Directions: Copy out, word for word, the lines of the items below that begin at the line containing "One point per instance, written like point(53, 238)" and end after the line containing "point(201, 107)".

--- Provided entries ---

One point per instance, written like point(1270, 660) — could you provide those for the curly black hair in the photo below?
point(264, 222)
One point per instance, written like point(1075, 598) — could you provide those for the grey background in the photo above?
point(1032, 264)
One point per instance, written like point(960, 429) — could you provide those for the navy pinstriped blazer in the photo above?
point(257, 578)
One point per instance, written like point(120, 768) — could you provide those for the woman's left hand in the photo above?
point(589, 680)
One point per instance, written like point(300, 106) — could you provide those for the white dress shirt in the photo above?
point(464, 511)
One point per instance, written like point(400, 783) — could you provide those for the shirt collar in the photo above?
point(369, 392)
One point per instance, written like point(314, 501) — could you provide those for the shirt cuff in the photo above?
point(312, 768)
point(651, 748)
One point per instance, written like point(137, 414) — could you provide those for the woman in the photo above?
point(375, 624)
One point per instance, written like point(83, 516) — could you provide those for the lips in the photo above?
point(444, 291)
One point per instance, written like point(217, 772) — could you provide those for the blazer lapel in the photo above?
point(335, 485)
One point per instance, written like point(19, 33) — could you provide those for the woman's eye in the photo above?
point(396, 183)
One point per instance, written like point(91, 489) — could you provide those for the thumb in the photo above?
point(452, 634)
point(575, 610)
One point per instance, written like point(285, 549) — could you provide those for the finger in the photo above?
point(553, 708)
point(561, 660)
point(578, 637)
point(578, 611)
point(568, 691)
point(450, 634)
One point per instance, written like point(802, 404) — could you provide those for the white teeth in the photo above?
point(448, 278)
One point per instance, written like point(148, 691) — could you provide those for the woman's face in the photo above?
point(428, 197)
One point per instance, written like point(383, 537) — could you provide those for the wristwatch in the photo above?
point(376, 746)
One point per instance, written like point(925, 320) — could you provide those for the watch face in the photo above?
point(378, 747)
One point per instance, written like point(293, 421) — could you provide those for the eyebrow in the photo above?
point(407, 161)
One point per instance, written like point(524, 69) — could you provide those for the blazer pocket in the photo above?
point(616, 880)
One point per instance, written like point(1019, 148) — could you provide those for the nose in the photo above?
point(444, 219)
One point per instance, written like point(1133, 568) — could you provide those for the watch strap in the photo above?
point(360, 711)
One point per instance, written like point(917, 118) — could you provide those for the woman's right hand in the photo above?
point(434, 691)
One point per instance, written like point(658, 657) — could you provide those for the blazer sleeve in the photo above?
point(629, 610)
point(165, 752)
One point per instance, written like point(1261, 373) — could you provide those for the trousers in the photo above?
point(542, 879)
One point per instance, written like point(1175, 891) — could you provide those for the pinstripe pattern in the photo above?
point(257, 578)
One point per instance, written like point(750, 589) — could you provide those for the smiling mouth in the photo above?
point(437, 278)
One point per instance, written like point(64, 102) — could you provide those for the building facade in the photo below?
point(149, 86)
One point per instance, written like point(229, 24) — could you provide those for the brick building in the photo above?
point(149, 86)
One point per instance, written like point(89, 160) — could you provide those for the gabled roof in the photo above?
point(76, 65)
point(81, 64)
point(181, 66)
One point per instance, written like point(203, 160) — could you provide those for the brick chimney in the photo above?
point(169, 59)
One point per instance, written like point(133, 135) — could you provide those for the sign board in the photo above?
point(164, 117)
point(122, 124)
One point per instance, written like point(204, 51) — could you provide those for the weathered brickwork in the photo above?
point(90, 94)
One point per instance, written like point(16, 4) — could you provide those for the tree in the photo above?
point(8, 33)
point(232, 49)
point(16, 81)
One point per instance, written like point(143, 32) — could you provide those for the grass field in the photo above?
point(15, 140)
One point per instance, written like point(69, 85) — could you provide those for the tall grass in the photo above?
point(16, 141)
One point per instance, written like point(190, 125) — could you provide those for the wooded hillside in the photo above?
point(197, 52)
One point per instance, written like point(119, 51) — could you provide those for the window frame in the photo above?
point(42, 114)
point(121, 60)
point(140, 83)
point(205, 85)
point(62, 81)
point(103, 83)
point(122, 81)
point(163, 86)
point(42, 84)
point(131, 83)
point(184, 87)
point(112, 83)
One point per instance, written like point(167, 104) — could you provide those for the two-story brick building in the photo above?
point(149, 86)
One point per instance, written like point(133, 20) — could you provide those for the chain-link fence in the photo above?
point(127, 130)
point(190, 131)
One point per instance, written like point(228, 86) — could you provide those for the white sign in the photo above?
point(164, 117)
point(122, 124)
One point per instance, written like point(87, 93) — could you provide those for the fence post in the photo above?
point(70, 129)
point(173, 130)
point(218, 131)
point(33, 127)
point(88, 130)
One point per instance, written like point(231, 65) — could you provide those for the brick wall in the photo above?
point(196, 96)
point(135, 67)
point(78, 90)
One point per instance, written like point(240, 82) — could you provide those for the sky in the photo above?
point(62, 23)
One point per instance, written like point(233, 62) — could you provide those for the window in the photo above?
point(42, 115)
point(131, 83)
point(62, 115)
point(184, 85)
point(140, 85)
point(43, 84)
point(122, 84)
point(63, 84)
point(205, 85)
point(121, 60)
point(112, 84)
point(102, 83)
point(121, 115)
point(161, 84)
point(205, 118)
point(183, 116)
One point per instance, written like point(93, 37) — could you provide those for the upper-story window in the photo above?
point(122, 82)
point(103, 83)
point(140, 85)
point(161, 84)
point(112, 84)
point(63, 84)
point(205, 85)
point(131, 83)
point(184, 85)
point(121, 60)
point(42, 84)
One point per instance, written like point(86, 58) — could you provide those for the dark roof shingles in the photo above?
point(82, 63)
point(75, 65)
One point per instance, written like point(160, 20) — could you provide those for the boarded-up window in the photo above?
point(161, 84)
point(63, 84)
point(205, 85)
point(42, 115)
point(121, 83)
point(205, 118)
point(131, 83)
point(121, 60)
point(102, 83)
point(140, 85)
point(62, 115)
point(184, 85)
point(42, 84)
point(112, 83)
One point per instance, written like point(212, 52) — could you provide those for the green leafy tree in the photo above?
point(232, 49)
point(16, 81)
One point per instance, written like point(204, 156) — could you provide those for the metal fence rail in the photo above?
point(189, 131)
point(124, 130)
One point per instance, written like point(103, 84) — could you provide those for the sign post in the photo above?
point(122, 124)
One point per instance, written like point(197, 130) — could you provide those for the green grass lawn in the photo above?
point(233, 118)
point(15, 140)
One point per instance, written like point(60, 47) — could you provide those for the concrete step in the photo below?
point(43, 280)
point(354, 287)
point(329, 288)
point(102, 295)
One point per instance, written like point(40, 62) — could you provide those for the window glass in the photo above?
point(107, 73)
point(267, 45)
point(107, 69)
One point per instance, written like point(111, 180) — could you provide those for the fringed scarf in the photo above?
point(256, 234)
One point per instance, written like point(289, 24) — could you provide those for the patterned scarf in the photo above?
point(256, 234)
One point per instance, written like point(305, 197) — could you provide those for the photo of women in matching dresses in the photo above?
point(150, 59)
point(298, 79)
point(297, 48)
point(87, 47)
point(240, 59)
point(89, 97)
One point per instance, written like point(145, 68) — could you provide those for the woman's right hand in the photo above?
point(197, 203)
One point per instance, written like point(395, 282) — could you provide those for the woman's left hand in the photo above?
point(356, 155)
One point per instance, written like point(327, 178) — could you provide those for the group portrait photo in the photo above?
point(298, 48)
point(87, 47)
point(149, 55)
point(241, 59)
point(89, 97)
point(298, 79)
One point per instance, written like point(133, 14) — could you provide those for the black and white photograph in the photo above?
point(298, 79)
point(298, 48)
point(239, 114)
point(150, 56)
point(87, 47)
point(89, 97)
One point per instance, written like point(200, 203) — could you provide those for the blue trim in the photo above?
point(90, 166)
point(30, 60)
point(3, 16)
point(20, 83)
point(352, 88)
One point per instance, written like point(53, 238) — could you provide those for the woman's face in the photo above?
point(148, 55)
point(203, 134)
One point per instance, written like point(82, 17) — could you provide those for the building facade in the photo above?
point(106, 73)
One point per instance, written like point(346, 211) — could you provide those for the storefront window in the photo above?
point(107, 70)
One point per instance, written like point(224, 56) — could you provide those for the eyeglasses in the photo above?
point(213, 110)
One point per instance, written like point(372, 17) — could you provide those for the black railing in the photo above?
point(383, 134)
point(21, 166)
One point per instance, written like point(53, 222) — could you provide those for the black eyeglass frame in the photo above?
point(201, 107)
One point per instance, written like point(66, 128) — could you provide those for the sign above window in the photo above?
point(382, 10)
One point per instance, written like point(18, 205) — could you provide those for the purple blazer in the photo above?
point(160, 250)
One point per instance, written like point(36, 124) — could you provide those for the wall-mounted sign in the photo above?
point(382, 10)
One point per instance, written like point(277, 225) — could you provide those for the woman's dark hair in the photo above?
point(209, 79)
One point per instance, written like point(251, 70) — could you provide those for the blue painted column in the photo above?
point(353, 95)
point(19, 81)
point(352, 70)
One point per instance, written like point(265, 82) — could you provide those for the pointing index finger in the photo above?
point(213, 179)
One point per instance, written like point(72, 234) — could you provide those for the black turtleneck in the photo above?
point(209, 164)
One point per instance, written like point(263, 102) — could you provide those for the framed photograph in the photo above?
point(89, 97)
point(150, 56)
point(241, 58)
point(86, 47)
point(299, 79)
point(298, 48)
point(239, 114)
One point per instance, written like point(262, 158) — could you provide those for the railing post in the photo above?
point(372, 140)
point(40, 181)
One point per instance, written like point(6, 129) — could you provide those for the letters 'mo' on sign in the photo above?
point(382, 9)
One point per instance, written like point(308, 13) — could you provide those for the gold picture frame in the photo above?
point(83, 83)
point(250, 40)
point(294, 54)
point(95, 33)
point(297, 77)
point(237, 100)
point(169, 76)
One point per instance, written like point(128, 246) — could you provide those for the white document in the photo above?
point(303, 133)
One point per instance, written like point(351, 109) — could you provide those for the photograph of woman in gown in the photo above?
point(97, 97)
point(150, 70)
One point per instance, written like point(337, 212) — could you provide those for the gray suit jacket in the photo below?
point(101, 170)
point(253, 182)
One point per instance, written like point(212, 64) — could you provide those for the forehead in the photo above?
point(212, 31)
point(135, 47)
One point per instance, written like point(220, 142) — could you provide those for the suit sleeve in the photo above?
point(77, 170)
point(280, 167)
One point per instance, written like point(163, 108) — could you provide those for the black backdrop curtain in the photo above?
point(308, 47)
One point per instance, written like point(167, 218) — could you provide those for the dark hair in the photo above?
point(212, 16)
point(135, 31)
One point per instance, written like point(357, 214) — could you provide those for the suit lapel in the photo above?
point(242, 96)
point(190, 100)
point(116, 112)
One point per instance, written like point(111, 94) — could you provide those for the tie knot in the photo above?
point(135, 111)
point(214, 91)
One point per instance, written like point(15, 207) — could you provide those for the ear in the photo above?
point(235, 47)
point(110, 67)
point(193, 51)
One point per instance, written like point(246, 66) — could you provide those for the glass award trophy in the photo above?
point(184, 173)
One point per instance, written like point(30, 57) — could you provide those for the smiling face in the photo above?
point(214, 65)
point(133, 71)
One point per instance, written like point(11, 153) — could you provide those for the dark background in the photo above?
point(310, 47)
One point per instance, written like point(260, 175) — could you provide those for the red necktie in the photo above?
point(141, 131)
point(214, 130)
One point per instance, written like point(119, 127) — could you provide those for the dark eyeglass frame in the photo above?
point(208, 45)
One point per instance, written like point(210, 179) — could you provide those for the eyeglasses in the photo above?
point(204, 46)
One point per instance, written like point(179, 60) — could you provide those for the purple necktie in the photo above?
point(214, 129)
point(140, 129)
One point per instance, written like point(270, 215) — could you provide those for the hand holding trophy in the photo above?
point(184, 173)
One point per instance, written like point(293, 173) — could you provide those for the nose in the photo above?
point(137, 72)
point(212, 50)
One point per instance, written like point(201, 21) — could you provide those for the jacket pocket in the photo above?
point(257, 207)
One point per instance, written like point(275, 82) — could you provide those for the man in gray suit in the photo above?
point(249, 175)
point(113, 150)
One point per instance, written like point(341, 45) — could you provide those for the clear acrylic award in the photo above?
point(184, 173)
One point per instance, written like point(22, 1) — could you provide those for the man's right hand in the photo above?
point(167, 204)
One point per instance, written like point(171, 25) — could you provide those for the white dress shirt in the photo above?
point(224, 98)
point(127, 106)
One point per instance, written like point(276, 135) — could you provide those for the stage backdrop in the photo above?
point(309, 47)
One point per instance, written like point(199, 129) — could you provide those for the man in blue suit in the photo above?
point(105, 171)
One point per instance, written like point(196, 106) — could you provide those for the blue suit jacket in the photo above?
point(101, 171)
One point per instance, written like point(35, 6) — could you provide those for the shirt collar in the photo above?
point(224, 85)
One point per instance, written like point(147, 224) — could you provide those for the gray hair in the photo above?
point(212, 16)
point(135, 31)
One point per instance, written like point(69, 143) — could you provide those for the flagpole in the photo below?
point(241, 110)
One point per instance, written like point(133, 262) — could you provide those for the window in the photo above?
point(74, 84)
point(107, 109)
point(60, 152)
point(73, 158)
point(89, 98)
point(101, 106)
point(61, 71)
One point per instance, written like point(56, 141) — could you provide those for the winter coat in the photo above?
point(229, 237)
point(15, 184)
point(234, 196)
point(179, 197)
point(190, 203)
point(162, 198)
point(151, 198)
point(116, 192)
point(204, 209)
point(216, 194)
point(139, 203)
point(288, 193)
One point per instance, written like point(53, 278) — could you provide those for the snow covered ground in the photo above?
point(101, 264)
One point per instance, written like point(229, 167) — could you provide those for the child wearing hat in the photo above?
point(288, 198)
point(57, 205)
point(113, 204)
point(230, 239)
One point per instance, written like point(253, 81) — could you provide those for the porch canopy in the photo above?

---

Answer to the exercise:
One point per instance, written like point(53, 238) — could you provide those for the woman's face in the photo above?
point(148, 55)
point(203, 134)
One point per instance, written like point(82, 17) — could you provide those for the building facade in the photo above?
point(106, 73)
One point per instance, written like point(346, 211) — could you provide those for the storefront window in the photo above?
point(107, 70)
One point per instance, written like point(224, 56) — could you provide those for the eyeglasses in the photo above?
point(213, 110)
One point per instance, written like point(372, 17) — could you provide those for the black railing in the photo above?
point(383, 134)
point(21, 166)
One point per instance, written like point(53, 222) — could you provide those for the black eyeglass frame in the photo above?
point(201, 107)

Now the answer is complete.